--- start of RECORDS ---

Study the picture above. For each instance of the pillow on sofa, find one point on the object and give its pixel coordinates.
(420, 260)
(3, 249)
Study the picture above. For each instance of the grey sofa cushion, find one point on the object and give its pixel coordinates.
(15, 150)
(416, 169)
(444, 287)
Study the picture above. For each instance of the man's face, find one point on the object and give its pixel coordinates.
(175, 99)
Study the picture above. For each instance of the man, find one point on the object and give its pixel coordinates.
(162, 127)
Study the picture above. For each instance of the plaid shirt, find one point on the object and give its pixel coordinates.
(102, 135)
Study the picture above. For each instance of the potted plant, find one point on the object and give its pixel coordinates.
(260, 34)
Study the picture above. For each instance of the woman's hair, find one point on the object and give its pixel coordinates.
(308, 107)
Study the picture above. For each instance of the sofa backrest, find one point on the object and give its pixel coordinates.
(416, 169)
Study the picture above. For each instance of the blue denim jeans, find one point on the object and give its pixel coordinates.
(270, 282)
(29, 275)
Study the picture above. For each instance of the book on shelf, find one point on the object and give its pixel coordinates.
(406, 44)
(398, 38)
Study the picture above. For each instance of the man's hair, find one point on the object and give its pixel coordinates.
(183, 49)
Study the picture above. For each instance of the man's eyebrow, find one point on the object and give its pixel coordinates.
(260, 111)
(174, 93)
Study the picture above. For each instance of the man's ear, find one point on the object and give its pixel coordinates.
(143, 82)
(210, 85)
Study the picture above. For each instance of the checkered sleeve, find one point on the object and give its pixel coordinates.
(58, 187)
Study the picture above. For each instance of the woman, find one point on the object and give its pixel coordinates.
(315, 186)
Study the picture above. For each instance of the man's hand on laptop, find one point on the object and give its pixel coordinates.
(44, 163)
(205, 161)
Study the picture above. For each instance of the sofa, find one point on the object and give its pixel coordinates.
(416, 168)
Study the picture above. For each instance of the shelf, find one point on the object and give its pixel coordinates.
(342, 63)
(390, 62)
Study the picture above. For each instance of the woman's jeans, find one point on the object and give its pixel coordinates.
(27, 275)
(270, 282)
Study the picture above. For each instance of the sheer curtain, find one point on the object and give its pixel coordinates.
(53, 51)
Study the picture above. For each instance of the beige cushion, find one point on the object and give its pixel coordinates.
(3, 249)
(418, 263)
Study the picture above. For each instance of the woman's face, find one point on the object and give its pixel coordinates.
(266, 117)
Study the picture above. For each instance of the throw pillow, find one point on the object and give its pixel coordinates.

--- end of RECORDS ---

PROMPT → Scale everything from the line that contains "woman's jeans, find" down to the end of the records and write it all out again. Multiply each coordinate in the answers by 0.45 and round it to a whole number, with halves going up, and keep every other line unchanged.

ANSWER →
Study the picture above. For each instance of the woman's jeans, find one point on the object and give its pixel coordinates.
(12, 124)
(122, 127)
Study the picture above. For each instance of the sheer curtain, find one point on the object and give its pixel coordinates.
(24, 23)
Study the picture above. For each instance of the beige cushion, find one point on the object and give its pixel coordinates.
(1, 112)
(188, 118)
Study the picture above. For each instance of the woman's face, find one point on the object and give its pixel coordinates.
(120, 53)
Study the picture above. For each instance of the throw pillow, find one point on the object and give its pixel coordinates.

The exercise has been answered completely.